- _Stored rows_

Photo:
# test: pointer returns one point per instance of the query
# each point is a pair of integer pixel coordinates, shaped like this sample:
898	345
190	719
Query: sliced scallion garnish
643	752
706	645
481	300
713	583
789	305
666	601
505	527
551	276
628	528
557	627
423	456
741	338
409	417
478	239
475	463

- _Given problem_
Extract every line of the items above that contains the string "point". Treat the match as case-sensitive.

- _Response_
# test: pointer returns one point per instance of the query
# each point is a pair of integer pixel coordinates, shaped like this sample:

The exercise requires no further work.